■ Text to read ■
Bearhawk Aircraft Bearhawk Tailwheels LLC Eric Newton's Builder Manuals Bearhawk Plans Bearhawk Store

Announcement

Collapse
No announcement yet.

Can’t get engine mounted

Collapse
X
 
  • Filter
  • Time
  • Show
Clear All
new posts

  • Can’t get engine mounted

    I have been trying for two days to wrestle my engine into the mount but the misalignment is just too great. It behaves as if the bushings are too thick. I have tried three different techniques as outlined in the RV builders forums but with no luck. Part of the problem may be the large weld fillet pictures here which prevents the isolation mount from fully contacting the flat portion on the interior of the welded mount. I have run this by Bob via Mark but they don’t think it is a problem. Any thoughts?
    You do not have permission to view this gallery.
    This gallery has 1 photos.

  • #2
    Took me 5 hours to get mine mounted. Spoke to Mark, and then Bob.

    My top mount holes were 3/8’s too wide. I asked Bob if I could ratchet strap it and he said go for it. I cranked on that ratchet and finally got it. The BH (Dynafocal) mounts area pain.

    I too used the very good RV instruction page.

    Good luck
    N678C
    https://eaabuilderslog.org/?blprojec...=7pfctcIVW&add
    Revo Sunglasses Ambassador
    https://www.youtube.com/channel/UCQ0...tBJLdV8HB_jSIA

    Comment


    • spinningwrench
      spinningwrench commented
      Editing a comment
      So are you saying you actually deformed your engine mount as supplied to make it work?

  • #3
    I flexed it to get the bolts inserted
    N678C
    https://eaabuilderslog.org/?blprojec...=7pfctcIVW&add
    Revo Sunglasses Ambassador
    https://www.youtube.com/channel/UCQ0...tBJLdV8HB_jSIA

    Comment


    • gregc
      gregc commented
      Editing a comment
      I basically did the same thing - I let the engine weight flex it vertically and a ratchet strap to flex it horizontally. That plus a drift pin and a lot of patience eventually worked.

■ Short task 1 ■
Report every line in the records below that contains the word "ceiling", copying each such line in full. Matching is case-sensitive.

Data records
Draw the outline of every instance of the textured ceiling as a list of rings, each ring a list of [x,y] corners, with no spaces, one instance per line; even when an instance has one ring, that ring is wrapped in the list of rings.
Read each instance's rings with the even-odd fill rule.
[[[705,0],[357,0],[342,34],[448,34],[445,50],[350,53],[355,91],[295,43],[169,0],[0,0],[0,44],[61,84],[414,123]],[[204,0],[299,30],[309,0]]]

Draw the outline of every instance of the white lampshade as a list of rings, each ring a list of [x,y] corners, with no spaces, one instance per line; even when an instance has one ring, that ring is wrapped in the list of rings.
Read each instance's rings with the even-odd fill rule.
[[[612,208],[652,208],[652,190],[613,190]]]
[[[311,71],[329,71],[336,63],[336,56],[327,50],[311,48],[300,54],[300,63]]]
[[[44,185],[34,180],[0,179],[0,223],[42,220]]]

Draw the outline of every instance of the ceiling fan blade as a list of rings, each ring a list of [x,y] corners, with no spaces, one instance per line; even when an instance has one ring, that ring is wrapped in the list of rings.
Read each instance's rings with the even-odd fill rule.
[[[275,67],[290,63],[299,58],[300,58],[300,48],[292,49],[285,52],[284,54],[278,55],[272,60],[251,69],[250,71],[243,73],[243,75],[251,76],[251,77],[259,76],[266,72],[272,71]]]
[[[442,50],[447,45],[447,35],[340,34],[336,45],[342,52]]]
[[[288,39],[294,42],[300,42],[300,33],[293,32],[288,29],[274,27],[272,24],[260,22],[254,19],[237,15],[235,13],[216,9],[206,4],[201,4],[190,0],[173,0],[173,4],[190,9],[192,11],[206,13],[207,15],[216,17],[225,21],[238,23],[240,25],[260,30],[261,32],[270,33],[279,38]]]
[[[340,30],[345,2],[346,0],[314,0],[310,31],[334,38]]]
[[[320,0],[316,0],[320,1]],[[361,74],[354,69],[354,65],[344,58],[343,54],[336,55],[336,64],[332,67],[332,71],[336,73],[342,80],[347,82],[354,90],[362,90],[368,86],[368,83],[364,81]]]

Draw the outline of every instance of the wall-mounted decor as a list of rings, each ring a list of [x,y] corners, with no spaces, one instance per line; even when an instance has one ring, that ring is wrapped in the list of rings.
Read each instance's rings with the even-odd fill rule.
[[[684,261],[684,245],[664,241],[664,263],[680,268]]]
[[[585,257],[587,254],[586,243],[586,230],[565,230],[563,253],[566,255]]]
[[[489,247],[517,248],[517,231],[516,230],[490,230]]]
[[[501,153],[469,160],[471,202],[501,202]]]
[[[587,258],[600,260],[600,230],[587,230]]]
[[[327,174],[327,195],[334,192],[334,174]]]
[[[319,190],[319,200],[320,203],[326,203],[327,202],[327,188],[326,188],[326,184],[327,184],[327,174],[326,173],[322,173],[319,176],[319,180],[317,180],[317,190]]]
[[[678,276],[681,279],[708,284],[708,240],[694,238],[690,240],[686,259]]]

■ Short task 2 ■
Reproduce the entire forum thread about mounting an engine above, word for word.

■ Response 1 ■
Draw the outline of every instance of the textured ceiling as a list of rings, each ring a list of [x,y] corners, with no spaces, one instance per line; even when an instance has one ring, that ring is wrapped in the list of rings.
Draw the outline of every instance of the ceiling fan blade as a list of rings, each ring a list of [x,y] corners, with no spaces, one instance per line; even when an instance has one ring, that ring is wrapped in the list of rings.

■ Response 2 ■
Bearhawk Aircraft Bearhawk Tailwheels LLC Eric Newton's Builder Manuals Bearhawk Plans Bearhawk Store

Announcement

Collapse
No announcement yet.

Can’t get engine mounted

Collapse
X
 
  • Filter
  • Time
  • Show
Clear All
new posts

  • Can’t get engine mounted

    I have been trying for two days to wrestle my engine into the mount but the misalignment is just too great. It behaves as if the bushings are too thick. I have tried three different techniques as outlined in the RV builders forums but with no luck. Part of the problem may be the large weld fillet pictures here which prevents the isolation mount from fully contacting the flat portion on the interior of the welded mount. I have run this by Bob via Mark but they don’t think it is a problem. Any thoughts?
    You do not have permission to view this gallery.
    This gallery has 1 photos.

  • #2
    Took me 5 hours to get mine mounted. Spoke to Mark, and then Bob.

    My top mount holes were 3/8’s too wide. I asked Bob if I could ratchet strap it and he said go for it. I cranked on that ratchet and finally got it. The BH (Dynafocal) mounts area pain.

    I too used the very good RV instruction page.

    Good luck
    N678C
    https://eaabuilderslog.org/?blprojec...=7pfctcIVW&add
    Revo Sunglasses Ambassador
    https://www.youtube.com/channel/UCQ0...tBJLdV8HB_jSIA

    Comment


    • spinningwrench
      spinningwrench commented
      Editing a comment
      So are you saying you actually deformed your engine mount as supplied to make it work?

  • #3
    I flexed it to get the bolts inserted
    N678C
    https://eaabuilderslog.org/?blprojec...=7pfctcIVW&add
    Revo Sunglasses Ambassador
    https://www.youtube.com/channel/UCQ0...tBJLdV8HB_jSIA

    Comment


    • gregc
      gregc commented
      Editing a comment
      I basically did the same thing - I let the engine weight flex it vertically and a ratchet strap to flex it horizontally. That plus a drift pin and a lot of patience eventually worked.